* [EXERCISE AIM]: Set down the data below exactly; pictures stay out.

* [MATERIAL PROVIDED]:

- - - - - - -

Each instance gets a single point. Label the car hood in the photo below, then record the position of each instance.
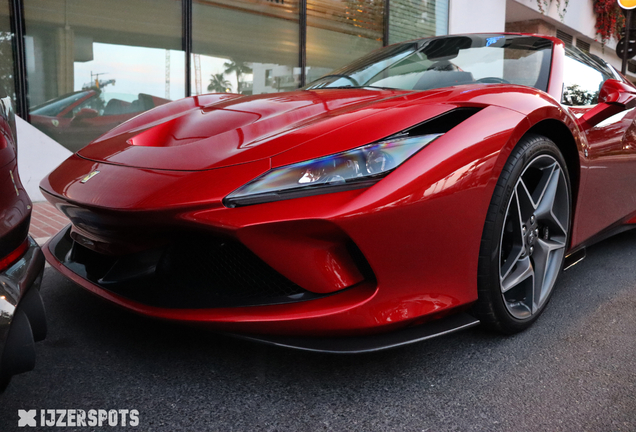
(214, 131)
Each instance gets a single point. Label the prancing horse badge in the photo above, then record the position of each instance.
(89, 176)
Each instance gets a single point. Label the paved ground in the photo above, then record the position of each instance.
(575, 370)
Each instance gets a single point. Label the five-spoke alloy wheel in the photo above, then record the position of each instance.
(525, 237)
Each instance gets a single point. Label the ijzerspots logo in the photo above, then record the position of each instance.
(78, 418)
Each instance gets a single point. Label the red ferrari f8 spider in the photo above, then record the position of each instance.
(426, 187)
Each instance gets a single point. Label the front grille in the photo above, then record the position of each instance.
(226, 268)
(193, 273)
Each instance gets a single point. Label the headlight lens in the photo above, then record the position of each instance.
(355, 168)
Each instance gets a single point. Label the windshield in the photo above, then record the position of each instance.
(447, 61)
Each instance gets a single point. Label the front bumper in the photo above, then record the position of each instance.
(22, 316)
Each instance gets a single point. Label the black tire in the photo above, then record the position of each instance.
(532, 248)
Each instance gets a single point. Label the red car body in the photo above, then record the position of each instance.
(392, 255)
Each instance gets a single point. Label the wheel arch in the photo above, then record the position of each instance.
(562, 136)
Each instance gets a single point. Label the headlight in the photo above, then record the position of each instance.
(360, 167)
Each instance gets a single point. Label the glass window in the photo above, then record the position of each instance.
(583, 77)
(92, 65)
(412, 19)
(7, 84)
(341, 31)
(245, 46)
(448, 61)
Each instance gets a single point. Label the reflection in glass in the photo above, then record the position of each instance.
(7, 85)
(245, 46)
(92, 65)
(583, 77)
(412, 19)
(339, 31)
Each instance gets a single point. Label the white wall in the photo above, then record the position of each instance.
(470, 16)
(579, 15)
(38, 155)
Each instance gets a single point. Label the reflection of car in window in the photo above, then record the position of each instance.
(583, 77)
(76, 119)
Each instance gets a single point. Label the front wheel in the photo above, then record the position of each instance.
(525, 236)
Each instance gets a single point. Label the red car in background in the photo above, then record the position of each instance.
(427, 187)
(22, 318)
(78, 118)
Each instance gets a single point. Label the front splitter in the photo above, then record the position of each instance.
(371, 343)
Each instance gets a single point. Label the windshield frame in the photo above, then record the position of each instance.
(350, 74)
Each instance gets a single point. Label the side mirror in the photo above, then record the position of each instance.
(85, 113)
(615, 96)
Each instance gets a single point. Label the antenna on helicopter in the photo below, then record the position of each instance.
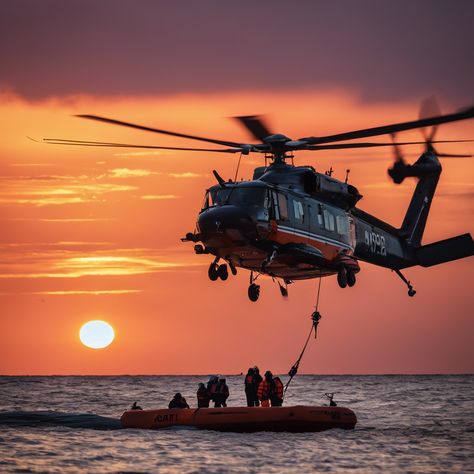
(347, 175)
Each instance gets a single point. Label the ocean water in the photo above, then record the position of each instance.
(406, 424)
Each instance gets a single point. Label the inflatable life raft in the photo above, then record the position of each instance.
(244, 419)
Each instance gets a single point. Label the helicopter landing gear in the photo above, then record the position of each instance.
(350, 277)
(213, 271)
(254, 290)
(342, 277)
(232, 268)
(222, 272)
(283, 290)
(411, 291)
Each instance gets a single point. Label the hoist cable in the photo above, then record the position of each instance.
(315, 317)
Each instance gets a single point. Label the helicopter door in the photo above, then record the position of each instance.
(280, 206)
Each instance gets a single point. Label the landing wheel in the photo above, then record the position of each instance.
(350, 276)
(223, 272)
(342, 277)
(213, 271)
(254, 292)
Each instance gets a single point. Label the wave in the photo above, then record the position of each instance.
(57, 418)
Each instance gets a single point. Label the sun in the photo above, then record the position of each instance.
(96, 334)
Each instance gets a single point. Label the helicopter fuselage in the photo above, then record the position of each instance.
(284, 231)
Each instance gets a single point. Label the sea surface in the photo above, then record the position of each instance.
(406, 424)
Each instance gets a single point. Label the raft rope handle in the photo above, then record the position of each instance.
(315, 317)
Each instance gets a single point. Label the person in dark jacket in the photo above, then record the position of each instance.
(270, 390)
(178, 402)
(203, 396)
(222, 394)
(250, 391)
(276, 395)
(212, 387)
(257, 378)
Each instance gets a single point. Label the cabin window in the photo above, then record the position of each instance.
(283, 207)
(276, 207)
(205, 203)
(341, 225)
(320, 215)
(328, 220)
(298, 208)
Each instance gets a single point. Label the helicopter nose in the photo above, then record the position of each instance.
(229, 221)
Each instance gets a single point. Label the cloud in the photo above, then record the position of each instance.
(143, 153)
(158, 197)
(38, 262)
(75, 292)
(66, 220)
(130, 173)
(188, 174)
(44, 190)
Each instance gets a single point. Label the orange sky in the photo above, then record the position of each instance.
(91, 233)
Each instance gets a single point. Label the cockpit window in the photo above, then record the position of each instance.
(243, 197)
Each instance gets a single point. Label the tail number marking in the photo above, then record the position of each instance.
(375, 242)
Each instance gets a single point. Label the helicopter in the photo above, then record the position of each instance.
(294, 223)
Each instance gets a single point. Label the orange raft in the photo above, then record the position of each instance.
(244, 419)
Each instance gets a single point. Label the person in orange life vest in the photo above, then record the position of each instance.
(212, 387)
(276, 396)
(222, 394)
(265, 389)
(203, 396)
(257, 378)
(178, 402)
(250, 391)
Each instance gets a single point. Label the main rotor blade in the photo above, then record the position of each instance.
(255, 125)
(386, 129)
(157, 130)
(60, 141)
(451, 155)
(340, 146)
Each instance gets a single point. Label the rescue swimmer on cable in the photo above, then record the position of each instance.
(293, 223)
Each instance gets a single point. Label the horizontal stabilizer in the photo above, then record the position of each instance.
(445, 250)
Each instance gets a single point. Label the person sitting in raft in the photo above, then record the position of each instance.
(270, 390)
(250, 391)
(178, 402)
(203, 396)
(222, 393)
(257, 378)
(212, 387)
(276, 398)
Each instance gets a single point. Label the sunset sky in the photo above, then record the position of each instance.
(94, 233)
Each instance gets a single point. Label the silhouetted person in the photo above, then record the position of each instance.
(178, 402)
(250, 391)
(270, 390)
(203, 396)
(212, 387)
(222, 393)
(276, 395)
(257, 378)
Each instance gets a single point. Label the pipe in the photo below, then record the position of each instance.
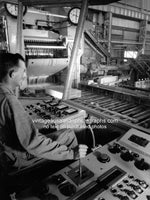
(76, 43)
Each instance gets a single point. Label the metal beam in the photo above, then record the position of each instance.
(76, 45)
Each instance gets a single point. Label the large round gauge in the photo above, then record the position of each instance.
(73, 15)
(12, 9)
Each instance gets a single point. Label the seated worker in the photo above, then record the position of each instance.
(19, 138)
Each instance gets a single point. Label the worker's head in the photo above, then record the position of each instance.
(12, 69)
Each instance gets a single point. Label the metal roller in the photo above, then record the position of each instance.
(141, 113)
(127, 112)
(135, 112)
(125, 107)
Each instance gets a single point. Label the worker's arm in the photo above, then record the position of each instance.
(30, 139)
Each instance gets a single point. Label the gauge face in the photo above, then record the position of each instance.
(73, 15)
(12, 9)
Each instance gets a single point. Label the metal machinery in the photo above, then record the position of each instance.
(47, 44)
(126, 107)
(118, 170)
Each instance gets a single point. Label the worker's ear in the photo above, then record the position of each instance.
(11, 73)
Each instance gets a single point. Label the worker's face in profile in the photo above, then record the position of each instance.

- - - - - - -

* [EXERCISE RESULT]:
Each instance gets a single point. Label the car hood in the photo below, then record the position of each instance.
(214, 131)
Each instance gets a single point. Label the prancing horse badge in the photo above, then record the position of each instance.
(89, 176)
Each instance gets a single point. Label the paved ground in the photo above, then record the position of each instance.
(575, 370)
Each instance gets a single point. Label the five-spoke alloy wheel in the photo above, then record the position of each instance.
(525, 237)
Each instance gets a single point. Label the ijzerspots logo in the photo above, then record the position of each instance.
(78, 418)
Each instance gets a single point. Label the red ferrari f8 spider in the photo above, then record the position of each instance.
(426, 187)
Each instance gets a single point. Label the front grille in the photo above, then record the position of each instance.
(226, 268)
(193, 273)
Each instance gets a single point. Label the headlight lens in the photo above, then record the position of each instance.
(355, 168)
Each instance gets a single point. Label the windshield in the photo above, then record the position of each instance.
(447, 61)
Each instance gets a single point. Label the front bumper in the photo above, then record the position of each instance.
(22, 316)
Each instance gets a single point. Label the black tire in the photo above, then record the position of each instance.
(532, 248)
Each instance gets a single point. Label the red car body in the photo above, then record the position of each instance.
(392, 255)
Each instance gets a single point. Label the wheel arch in the photo above, then record the position of each instance.
(562, 136)
Each instance gets a single point. Label the headlight in the photo above, then record the position of each instance.
(360, 167)
Each instance gets a single point. Label the glass window in the photo above, then record the position of each instance.
(583, 77)
(92, 65)
(412, 19)
(7, 84)
(341, 31)
(245, 46)
(448, 61)
Each instance gets a single point. Label the reflection in glass in the photo above, then record the position of each instance.
(7, 85)
(245, 46)
(92, 65)
(583, 77)
(412, 19)
(339, 31)
Each instance gets a single point. Label the white wall in the photo above, then record the position of each instance.
(470, 16)
(579, 15)
(38, 155)
Each instance gets a single point. Label the reflection of car in window in the photo above, then record the position of each instance.
(583, 77)
(76, 119)
Each instance gets a single point. Label the front wheel in the photo above, then record the position of each instance.
(525, 236)
Each instance gets a single point. Label the red car in background in the photo above, then record the position of each instance.
(427, 187)
(22, 318)
(78, 118)
Each instance gets a single point. Label the front splitter in the photo above, then record the position of each instance.
(371, 343)
Each instance gets a single point. Label the windshield frame in the photo above, then record the position of each instance.
(350, 74)
Each instance gets a single point. Label the side mirror in the photo above, then record the position of each instance.
(85, 113)
(615, 96)
Each instance gets a single point. Label the antenna on helicopter in the photo below, then record the position of each instance.
(347, 175)
Each instance gets a single point. Label the ocean water in the photo above, then record the position of each instance.
(406, 424)
Each instance gets a single point. Label the inflatable life raft in the photo above, then record the position of each instance.
(244, 419)
Each instance gets a single point. Label the helicopter landing gear in the photo above, then record the position of each instance.
(350, 277)
(213, 271)
(254, 290)
(342, 277)
(232, 268)
(222, 272)
(283, 290)
(411, 291)
Each instance gets a single point. Label the hoist cable in the photo above, then record the position of each instance.
(315, 317)
Each instance gets a single point. Label the helicopter door in the photo above, then record the position of each instance.
(280, 206)
Each instance gets a single point. Label the landing wheel in the photo above, then record the position of each instance.
(350, 276)
(223, 272)
(342, 277)
(213, 271)
(254, 292)
Each instance gets a single point. Label the wave in the photo above, then record the position of each instance.
(57, 418)
Each instance gets a single point. Label the sun in the photo above, then record the position of each instance.
(96, 334)
Each instance gets a single point. Label the helicopter fuselage in the photo above, then record the position of each instance.
(284, 231)
Each instance gets a single point. Label the sea surface in the photo above, then record the position of each instance.
(406, 424)
Each instance gets a single point. Label the raft rope handle in the photo above, then record the position of each instance.
(315, 317)
Each instance gets a single point. Label the person in dark jacket in the photo above, then record the position of each instance.
(270, 390)
(178, 402)
(203, 396)
(222, 394)
(250, 391)
(276, 395)
(212, 387)
(257, 378)
Each instance gets a single point. Label the cabin window in the photo above, then record the position of each instance.
(283, 207)
(276, 207)
(205, 203)
(341, 225)
(320, 215)
(328, 220)
(298, 208)
Each instance gets a single point. Label the helicopter nose in the photo above, then record the position of each instance.
(229, 221)
Each instance gets a single point. Label the cloud in the photo above, then record the position of each instance.
(143, 153)
(158, 197)
(38, 262)
(75, 292)
(66, 220)
(130, 173)
(188, 174)
(44, 190)
Each instance gets a single point. Label the orange sky in the photo above, then record the position of each instance.
(91, 233)
Each instance gets a single point. Label the cockpit window in the photo above, then record the position of each instance.
(243, 197)
Each instance gets a single point. Label the tail number marking in the photo above, then record the position of each instance.
(375, 242)
Each instance gets a single point. Label the helicopter in the photo above, then record the position of each instance.
(294, 223)
Each instance gets a single point. Label the orange raft in the photo above, then record the position of each instance.
(244, 419)
Each instance gets a single point. Label the person in orange life vest in the photo above, then record the position of each instance.
(212, 387)
(276, 396)
(222, 394)
(265, 389)
(203, 396)
(257, 378)
(178, 402)
(250, 391)
Each instance gets a single point. Label the main rotor blade in the photo above, then record the position of each instance.
(255, 125)
(386, 129)
(157, 130)
(60, 141)
(451, 155)
(340, 146)
Each instance gets a single point. Label the rescue swimmer on cable in the photo above, then record the position of each instance.
(293, 223)
Each instance gets a single point. Label the horizontal stabilizer in the photo above, then record the position of each instance.
(445, 250)
Each instance gets a single point. Label the person sitting in raft in the photo above, then record the position of each instance.
(270, 390)
(250, 391)
(178, 402)
(203, 396)
(222, 393)
(257, 378)
(212, 387)
(276, 398)
Each instance gets a single point. Label the sunset sky in the photo above, then record the position of each instance.
(94, 233)
Each instance gets a single point. Label the silhouetted person in the photo above, then record the position of each instance.
(178, 402)
(250, 391)
(270, 390)
(203, 396)
(212, 387)
(222, 393)
(276, 395)
(257, 378)
Each instance gets a single point. Label the pipe in the photo below, then record the position of each instance.
(76, 43)
Each instance gets a single point. Label the metal beam in the photo above, then record the position of each instance.
(76, 45)
Each instance gets a single point. Label the large round gauge in the photo above, then record the position of each instance.
(73, 15)
(12, 9)
Each instance gets a single point. Label the seated worker in the photo above, then record the position of each instance.
(19, 138)
Each instance gets a single point. Label the worker's head in the photo above, then record the position of each instance.
(12, 69)
Each instance gets a single point. Label the metal roller in the photo above, then record the position of each instance.
(141, 113)
(127, 112)
(135, 112)
(125, 107)
Each instance gets a single point. Label the worker's arm in the photo above, then record the position of each instance.
(30, 139)
Each instance gets a single point. Label the gauge face in the photo above, then record the position of each instance.
(73, 15)
(12, 9)
Each instance gets a single point. Label the metal machinery in the photo above, then record the position of each instance.
(47, 44)
(126, 107)
(118, 170)
Each instance gets a single point. Label the worker's ear in the photo above, then record the position of each instance.
(11, 73)
Each instance gets a single point. Label the worker's face in profile in the photo above, then record the position of each instance.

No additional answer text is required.